§ **WRITTEN EXERCISE**: Rewrite the records starting at the line that has "like [(138, 33)]." and ending with the line that has "[(116, 68)]", switching "lamp head" to "lamp housing" and keeping everything else the same.

Dataset records on where objects appear
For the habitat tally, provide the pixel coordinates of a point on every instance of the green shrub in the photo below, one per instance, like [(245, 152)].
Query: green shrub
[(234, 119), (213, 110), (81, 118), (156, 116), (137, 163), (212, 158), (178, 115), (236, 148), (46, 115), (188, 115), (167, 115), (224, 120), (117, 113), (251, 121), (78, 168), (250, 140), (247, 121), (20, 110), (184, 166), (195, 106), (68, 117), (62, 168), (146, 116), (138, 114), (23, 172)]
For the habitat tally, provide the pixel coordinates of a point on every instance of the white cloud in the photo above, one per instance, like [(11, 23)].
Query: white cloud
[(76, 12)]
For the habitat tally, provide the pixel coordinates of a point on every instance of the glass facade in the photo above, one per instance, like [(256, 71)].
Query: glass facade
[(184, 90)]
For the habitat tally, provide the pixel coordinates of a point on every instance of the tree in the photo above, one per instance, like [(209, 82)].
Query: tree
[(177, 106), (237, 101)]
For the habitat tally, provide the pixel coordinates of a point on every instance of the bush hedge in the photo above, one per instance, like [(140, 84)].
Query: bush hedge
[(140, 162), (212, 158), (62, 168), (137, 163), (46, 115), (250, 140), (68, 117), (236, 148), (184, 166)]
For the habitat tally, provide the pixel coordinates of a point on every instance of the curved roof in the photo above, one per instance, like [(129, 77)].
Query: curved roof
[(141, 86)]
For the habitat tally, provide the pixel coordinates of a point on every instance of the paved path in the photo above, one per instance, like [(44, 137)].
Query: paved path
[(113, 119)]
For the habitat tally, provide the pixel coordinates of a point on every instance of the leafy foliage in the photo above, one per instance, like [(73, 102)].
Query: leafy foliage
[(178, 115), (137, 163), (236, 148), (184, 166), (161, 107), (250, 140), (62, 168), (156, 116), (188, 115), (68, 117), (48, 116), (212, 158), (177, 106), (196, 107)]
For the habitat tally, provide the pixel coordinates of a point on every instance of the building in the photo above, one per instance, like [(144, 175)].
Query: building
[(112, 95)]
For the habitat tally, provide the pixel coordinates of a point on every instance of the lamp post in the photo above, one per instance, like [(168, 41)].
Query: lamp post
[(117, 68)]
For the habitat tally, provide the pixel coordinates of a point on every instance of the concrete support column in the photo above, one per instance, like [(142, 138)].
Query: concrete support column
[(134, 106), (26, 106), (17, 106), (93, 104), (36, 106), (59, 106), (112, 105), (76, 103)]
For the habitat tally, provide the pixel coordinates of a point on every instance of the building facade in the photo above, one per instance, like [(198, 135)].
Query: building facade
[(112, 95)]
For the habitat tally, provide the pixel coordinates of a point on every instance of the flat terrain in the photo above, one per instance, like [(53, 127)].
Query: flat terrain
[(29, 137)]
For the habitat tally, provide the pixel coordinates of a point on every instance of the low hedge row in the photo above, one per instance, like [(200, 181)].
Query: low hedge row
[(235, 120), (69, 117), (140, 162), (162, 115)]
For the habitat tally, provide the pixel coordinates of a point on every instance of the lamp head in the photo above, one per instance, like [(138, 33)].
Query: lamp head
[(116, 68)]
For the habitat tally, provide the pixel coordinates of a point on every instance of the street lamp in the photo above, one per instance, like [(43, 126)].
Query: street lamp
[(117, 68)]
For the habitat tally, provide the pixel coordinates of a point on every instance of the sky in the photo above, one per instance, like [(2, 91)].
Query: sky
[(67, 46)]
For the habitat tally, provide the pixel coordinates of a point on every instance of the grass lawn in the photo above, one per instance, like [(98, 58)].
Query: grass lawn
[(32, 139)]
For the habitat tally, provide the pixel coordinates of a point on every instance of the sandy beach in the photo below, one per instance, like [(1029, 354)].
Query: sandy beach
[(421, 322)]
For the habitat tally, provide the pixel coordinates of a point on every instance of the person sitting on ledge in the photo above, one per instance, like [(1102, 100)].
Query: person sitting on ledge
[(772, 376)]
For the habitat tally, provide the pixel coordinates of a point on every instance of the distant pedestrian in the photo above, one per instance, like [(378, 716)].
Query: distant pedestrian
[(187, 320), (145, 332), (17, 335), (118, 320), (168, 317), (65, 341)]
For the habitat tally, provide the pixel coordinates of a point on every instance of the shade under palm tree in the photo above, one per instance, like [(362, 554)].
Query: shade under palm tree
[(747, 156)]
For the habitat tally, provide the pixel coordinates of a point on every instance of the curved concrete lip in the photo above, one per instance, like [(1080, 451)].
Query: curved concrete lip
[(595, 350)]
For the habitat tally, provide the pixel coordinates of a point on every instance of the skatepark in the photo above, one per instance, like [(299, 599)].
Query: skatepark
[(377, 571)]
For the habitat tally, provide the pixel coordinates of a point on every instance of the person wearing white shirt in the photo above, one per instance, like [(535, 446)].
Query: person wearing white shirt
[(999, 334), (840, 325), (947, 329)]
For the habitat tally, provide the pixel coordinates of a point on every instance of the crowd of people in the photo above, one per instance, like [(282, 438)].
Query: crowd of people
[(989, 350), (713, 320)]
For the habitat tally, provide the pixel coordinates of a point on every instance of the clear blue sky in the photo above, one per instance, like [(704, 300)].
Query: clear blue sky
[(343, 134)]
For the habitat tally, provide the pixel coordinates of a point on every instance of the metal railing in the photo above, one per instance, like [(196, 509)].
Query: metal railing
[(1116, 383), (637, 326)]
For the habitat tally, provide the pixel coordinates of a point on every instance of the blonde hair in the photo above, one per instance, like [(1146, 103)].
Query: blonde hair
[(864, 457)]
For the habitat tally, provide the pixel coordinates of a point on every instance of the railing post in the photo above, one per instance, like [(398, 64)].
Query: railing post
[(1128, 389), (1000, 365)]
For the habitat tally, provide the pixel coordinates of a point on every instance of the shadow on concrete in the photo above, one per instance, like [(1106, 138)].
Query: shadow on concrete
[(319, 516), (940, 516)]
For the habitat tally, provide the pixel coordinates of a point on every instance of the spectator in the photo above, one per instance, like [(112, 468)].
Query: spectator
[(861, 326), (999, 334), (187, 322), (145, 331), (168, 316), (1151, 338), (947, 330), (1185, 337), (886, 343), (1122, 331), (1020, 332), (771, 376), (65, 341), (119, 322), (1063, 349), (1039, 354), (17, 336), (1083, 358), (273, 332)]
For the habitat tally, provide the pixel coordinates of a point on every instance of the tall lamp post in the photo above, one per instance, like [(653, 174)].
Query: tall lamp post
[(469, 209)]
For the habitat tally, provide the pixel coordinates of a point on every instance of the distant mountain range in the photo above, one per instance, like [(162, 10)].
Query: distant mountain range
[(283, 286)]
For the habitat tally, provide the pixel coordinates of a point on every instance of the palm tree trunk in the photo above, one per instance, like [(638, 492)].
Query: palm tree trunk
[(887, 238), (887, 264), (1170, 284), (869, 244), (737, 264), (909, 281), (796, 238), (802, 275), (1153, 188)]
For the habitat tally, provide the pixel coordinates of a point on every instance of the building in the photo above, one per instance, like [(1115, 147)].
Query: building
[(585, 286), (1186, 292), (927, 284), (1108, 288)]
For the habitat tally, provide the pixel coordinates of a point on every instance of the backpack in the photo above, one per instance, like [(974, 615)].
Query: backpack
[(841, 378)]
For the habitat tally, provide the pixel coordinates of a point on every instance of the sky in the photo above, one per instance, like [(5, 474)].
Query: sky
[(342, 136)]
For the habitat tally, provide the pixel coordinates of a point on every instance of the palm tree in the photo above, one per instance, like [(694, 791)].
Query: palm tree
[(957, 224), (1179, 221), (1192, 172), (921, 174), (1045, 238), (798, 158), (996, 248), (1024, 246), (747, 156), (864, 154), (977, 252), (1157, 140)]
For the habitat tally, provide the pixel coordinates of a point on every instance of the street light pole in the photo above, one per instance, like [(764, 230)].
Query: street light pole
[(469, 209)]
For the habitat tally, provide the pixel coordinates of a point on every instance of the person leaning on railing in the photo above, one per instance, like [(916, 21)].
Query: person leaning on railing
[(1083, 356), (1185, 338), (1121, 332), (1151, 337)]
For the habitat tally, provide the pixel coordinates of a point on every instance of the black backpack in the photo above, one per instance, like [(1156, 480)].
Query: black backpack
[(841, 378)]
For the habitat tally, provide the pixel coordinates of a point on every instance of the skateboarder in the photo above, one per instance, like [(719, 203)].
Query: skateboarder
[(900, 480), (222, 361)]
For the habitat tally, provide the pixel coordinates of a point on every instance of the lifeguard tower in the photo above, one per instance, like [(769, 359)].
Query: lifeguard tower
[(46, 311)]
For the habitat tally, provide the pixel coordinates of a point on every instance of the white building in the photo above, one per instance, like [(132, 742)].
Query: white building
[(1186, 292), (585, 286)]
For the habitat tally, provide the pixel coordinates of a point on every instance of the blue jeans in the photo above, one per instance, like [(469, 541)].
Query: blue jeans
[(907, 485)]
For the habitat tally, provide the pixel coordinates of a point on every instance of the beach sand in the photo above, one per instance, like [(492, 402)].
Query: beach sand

§ **ANSWER TO THIS EXERCISE**:
For the habitat tally, provide the pixel coordinates of a point on every instance of the lamp housing in the photo above, one per instance, like [(138, 33)].
Query: lamp housing
[(116, 68)]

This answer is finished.